Escritores en construcción
¿Cómo se adquiere el talento para crear mundos imaginarios tan complejos como eso que llamamos realidad?
Hace muchos años adapté, y mis alumnos de taller ya deben estar cansados de escucharla, aquella frase que alguien pintó en las paredes de Londres a fines de la década del 60 ("Clapton is God") al terreno de la literatura: la frase quedó como "Cheever es Dios", y suele servir para rematar la conversación cada vez que el nombre del escritor estadounidense surge entre nosotros. ¿Pero cómo llega uno a ser Dios, cómo se adquiere el don o el talento para crear mundos imaginarios tan complejos como eso que llamamos realidad? Por lo general, a través de años gastados en ensayos y borradores, que los pocos escritores tocados por la suerte se dedicarán más tarde a olvidar, ocultar o destrozar. En el caso de Cheever, algunos de esos cuentos de aprendizaje aparecieron recopilados en inglés con el título Thirteen uncollected stories, y se editaron en castellano como El hombre al que amó y otros cuentos dispersos. Son relatos de la década del 30 y 40 (no hay en esas páginas los acostumbrados suburbios ni las vidas domésticas e infidelidades, sino hipódromos, casinos, bares y un ambiente general de crisis y decadencia) y es justo decir que algunos de ellos eran ya breves obras maestras. Pero si bien en "Autobiografía de un agente viajero", "De paso", "Bayonne" o "Saratoga" se intuye la capacidad narrativa del Cheever que apenas una década más tarde demostraría ser uno de los más grandes cuentistas del siglo XX, también es cierto que un lector atento advertirá las marcas y los tropiezos de un autor en construcción.
====
● **Tareas requeridas**:
(1) Convierte en una lista breve el párrafo de la selección sobre Cheever que comienza con «Hace muchos años adapté». Conserva sus datos principales.
(2) Responde estas preguntas sobre la selección acerca de Cheever:
(a) ¿En qué ciudad se pintó la frase «Clapton is God»?
(b) ¿Con qué título se editaron en castellano los cuentos de aprendizaje de Cheever?
(c) ¿De qué décadas son esos relatos?

● **Bloque de datos**:
====
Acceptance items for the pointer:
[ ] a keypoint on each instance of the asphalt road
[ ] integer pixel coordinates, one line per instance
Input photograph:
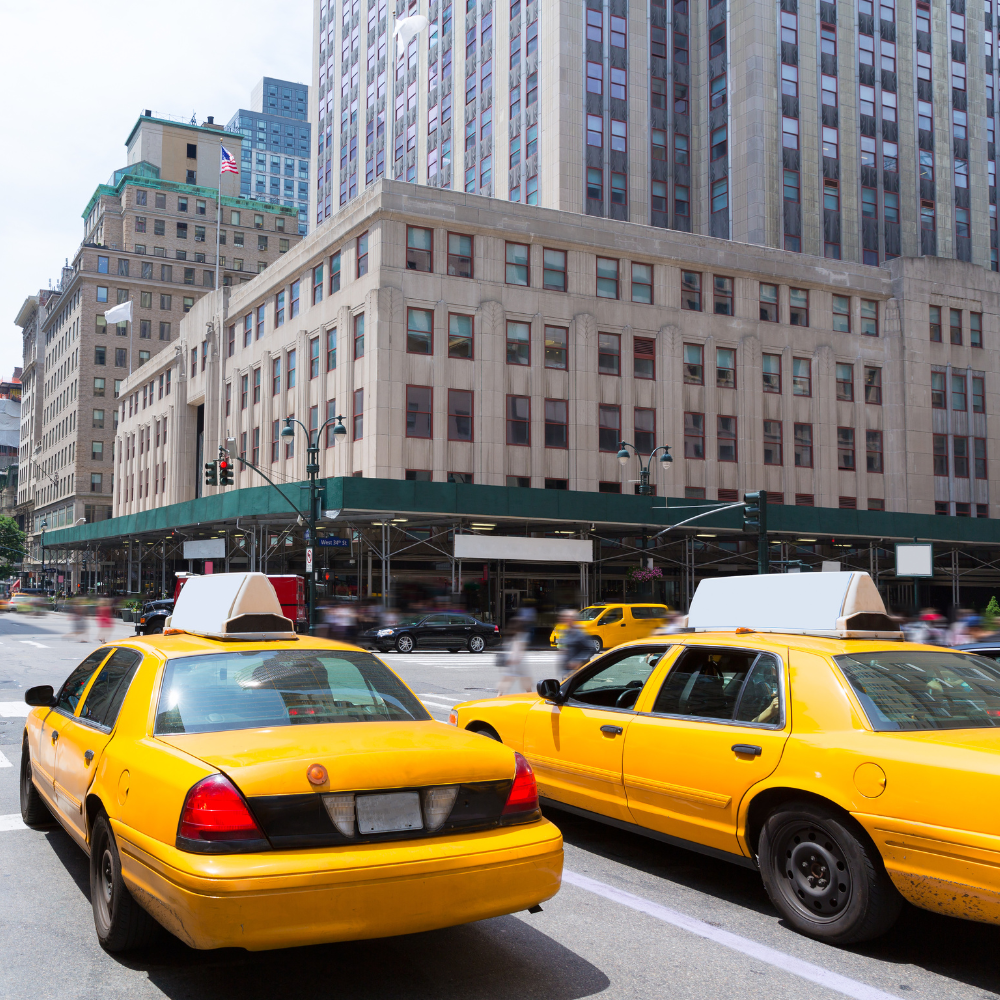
====
● **Soluciones**:
(1)
- A fines de la década del 60, alguien pintó en las paredes de Londres la frase «Clapton is God». En el taller se adaptó a la literatura como «Cheever es Dios», y suele cerrar la conversación cuando surge el nombre del escritor.
- El talento para crear mundos imaginarios suele adquirirse con años de ensayos y borradores. Los pocos escritores con suerte luego los olvidan, ocultan o destrozan.
- Algunos cuentos de aprendizaje de Cheever se recopilaron en inglés como *Thirteen uncollected stories*. En castellano se editaron como *El hombre al que amó y otros cuentos dispersos*.
- Son relatos de las décadas del 30 y 40, ambientados en hipódromos, casinos y bares, con un clima de crisis y decadencia. No aparecen en ellos los suburbios ni las vidas domésticas.
- Algunos ya eran breves obras maestras. En «Autobiografía de un agente viajero», «De paso», «Bayonne» o «Saratoga» se intuye su capacidad narrativa.
- Aun así, un lector atento nota en ellos las marcas y tropiezos de un autor en construcción.

(2)
(a) En Londres.
(b) *El hombre al que amó y otros cuentos dispersos*.
(c) De las décadas del 30 y 40.